Zestaw zadań –
1 – Na którym miejscu w tabeli umocnili się seniorzy według tekstu o awansie juniorów?
2 – Powtórz dokładnie fragment tekstu o awansie juniorów, zaczynając od „Nasi Juniorzy starsi” i kończąc na „w wyjściowej piątce.”.

Nasi Juniorzy starsi w weekend awansowali do finałów Mistrzostw Polski Juniorów starszych. To bardzo dobra wiadomość, tym bardziej, że trzech zawodników z tej drużyny na co dzień znajduje się w rotacji drużyny Seniorów. W przypadku Mateusza Fatza, Karola Kutty i Piotra Łucki może to oznaczać więc pewnego rodzaju przełamanie i odzyskanie pewności. Mamy ogromną nadzieję, że te dobre weekendowe występy przełożą się teraz na ekipę w I lidze i nasi młodzi koszykarze będą stanowili dużą wartość dodatnią dla gry całego zespołu. Odgrywają oni bowiem bardzo duże znaczenie wchodząc z ławki, lub w przypadku Fatza czasami nawet grając w wyjściowej piątce.

Bydgoszczanie są ostatnio w bardzo dobrych nastrojach. Nie dość, że młodej ekipie udało się awansować do czołowej ósemki drużyn w kraju, to seniorzy są ostatnio w passie dwóch kolejnych wygranych z rzędu, które umocniły nas na 7. pozycji w tabeli. Utrzymanie tego miejsca będzie dla nas priorytetem do zakończenia sezonu zasadniczego, a przy odpowiednim szczęściu i dobrym ułożeniu się pozostałych wyników, ciągle możemy liczyć na uzyskanie jeszcze wyższej lokaty. Teraz Astoria musi skupić się jednak nad każdym najbliższym poszczególnym meczem, a przed nami dwa pojedynki, które czarno-czerwoni są w stanie zwyciężyć.

Zbiór danych –
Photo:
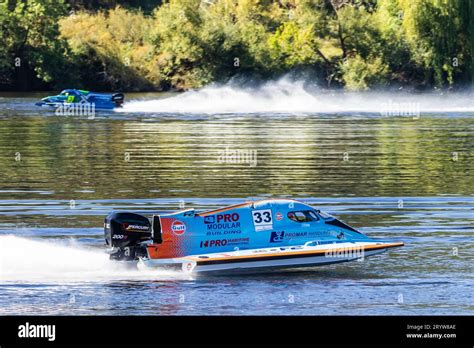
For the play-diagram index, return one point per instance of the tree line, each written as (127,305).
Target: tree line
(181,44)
...
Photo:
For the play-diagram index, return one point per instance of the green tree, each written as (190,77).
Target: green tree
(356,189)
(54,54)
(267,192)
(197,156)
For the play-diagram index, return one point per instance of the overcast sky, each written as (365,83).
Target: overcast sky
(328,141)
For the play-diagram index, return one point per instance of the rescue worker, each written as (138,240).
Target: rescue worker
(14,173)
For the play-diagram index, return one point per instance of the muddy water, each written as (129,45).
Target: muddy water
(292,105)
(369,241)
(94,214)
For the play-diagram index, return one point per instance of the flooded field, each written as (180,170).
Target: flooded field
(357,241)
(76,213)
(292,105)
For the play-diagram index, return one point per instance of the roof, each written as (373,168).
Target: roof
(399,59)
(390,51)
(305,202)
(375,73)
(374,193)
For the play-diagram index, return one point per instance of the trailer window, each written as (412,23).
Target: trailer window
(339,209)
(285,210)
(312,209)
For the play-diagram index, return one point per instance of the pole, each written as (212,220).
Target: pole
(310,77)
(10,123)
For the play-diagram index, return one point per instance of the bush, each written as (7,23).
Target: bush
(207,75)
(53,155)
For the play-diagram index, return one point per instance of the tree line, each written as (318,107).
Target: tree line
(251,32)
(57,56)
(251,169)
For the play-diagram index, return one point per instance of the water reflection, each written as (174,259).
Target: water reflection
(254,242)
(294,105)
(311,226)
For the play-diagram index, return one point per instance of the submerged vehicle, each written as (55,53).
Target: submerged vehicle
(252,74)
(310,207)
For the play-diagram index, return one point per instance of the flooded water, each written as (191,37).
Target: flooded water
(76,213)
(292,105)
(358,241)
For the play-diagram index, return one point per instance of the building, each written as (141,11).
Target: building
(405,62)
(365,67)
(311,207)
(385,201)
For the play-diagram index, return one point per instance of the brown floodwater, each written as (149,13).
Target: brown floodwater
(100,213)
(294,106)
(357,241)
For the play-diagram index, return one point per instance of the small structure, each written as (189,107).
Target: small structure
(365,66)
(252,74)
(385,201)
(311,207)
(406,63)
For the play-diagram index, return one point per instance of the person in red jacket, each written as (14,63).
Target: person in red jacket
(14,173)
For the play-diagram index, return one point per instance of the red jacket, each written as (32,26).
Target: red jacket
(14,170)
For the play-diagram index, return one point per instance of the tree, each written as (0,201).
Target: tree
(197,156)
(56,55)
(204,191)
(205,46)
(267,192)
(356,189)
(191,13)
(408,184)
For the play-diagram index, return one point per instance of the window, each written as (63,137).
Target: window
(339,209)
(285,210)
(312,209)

Odpowiedzi –
1 – Na 7. pozycji.

2 –
Nasi Juniorzy starsi w weekend awansowali do finałów Mistrzostw Polski Juniorów starszych. To bardzo dobra wiadomość, tym bardziej, że trzech zawodników z tej drużyny na co dzień znajduje się w rotacji drużyny Seniorów. W przypadku Mateusza Fatza, Karola Kutty i Piotra Łucki może to oznaczać więc pewnego rodzaju przełamanie i odzyskanie pewności. Mamy ogromną nadzieję, że te dobre weekendowe występy przełożą się teraz na ekipę w I lidze i nasi młodzi koszykarze będą stanowili dużą wartość dodatnią dla gry całego zespołu. Odgrywają oni bowiem bardzo duże znaczenie wchodząc z ławki, lub w przypadku Fatza czasami nawet grając w wyjściowej piątce.